Given instruction:
Copy the rows from the line with "Keypoint guideline: for each instance of the purple plastic" through the end of the rows, swapping "couch cushion" for "sofa cushion" and keeping everything else the same. Leave out the pictures.
* START Stored records *
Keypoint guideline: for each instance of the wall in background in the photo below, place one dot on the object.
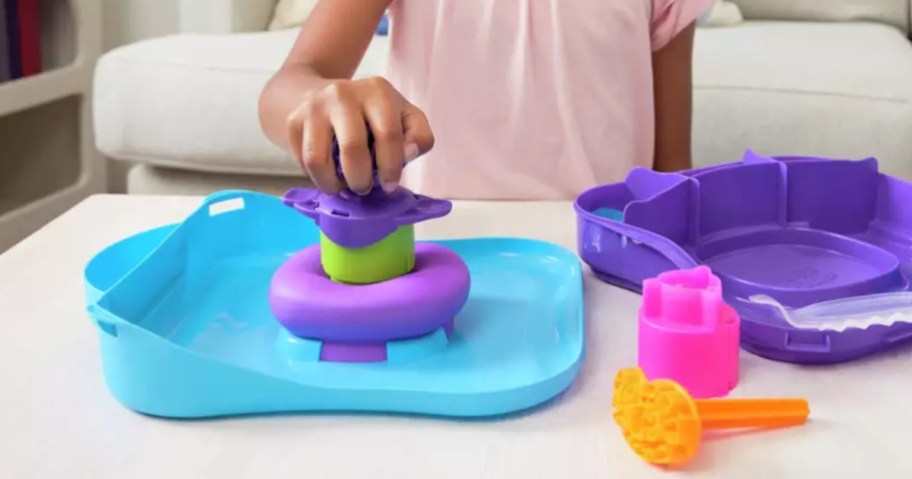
(127, 21)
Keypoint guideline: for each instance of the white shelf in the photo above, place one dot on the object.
(30, 92)
(48, 161)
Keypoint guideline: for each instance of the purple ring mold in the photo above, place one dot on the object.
(310, 305)
(404, 317)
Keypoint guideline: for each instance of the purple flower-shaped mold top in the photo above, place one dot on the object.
(357, 221)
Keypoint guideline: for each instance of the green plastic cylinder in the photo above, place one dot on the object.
(389, 258)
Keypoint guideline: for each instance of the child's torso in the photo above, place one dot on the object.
(528, 99)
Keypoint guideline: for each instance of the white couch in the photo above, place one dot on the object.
(794, 78)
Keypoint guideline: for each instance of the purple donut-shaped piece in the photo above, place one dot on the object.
(310, 305)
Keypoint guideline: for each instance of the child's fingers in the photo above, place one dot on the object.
(382, 113)
(310, 137)
(351, 133)
(419, 138)
(316, 154)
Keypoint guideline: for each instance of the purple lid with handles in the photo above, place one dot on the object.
(355, 221)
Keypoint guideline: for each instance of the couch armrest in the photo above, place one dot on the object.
(225, 16)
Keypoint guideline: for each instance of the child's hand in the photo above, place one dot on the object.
(343, 108)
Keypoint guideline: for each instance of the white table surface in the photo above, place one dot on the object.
(57, 419)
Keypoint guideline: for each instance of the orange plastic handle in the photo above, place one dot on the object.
(751, 413)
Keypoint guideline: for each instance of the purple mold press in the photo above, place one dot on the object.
(799, 230)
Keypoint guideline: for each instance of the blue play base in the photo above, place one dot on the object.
(186, 330)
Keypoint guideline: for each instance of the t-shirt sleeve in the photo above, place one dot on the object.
(669, 17)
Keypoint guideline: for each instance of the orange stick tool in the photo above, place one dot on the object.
(663, 424)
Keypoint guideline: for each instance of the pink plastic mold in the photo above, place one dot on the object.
(688, 334)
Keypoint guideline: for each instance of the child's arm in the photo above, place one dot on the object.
(673, 90)
(312, 97)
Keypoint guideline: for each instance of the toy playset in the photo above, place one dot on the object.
(316, 302)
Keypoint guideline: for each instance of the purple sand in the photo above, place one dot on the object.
(310, 305)
(802, 230)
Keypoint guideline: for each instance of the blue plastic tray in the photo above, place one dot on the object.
(186, 330)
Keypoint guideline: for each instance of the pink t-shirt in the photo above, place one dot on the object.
(531, 99)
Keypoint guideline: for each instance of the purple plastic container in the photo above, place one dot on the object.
(801, 230)
(357, 221)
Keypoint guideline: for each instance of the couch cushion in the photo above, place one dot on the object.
(842, 90)
(190, 101)
(890, 12)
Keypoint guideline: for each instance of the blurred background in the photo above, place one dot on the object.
(159, 96)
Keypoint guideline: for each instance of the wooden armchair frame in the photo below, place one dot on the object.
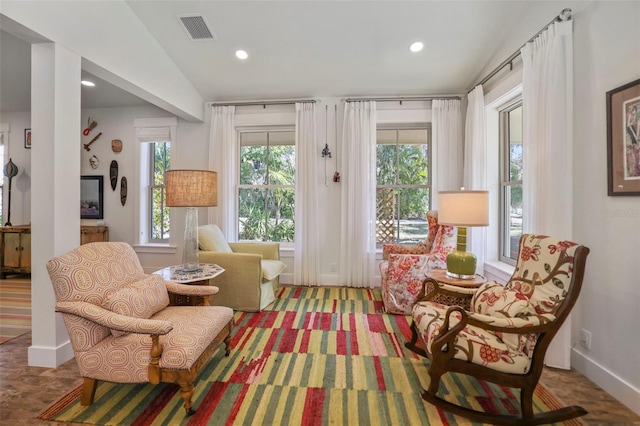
* END Stored records *
Completed task:
Keypoint guideline: for each instance of the purple plastic container in the photo above, place one dot on the object.
(801, 230)
(357, 221)
Keypoint guideline: for each instance of the sofa cushion in the photo above, place one dot on the object.
(842, 90)
(190, 101)
(890, 12)
Keypoint guideline: for each instance of the blurred background in the photo above, place one dot on the object.
(159, 96)
Keypoint guideline: for each instance of the wooden armchair frame in the photo below, place one dot on the object.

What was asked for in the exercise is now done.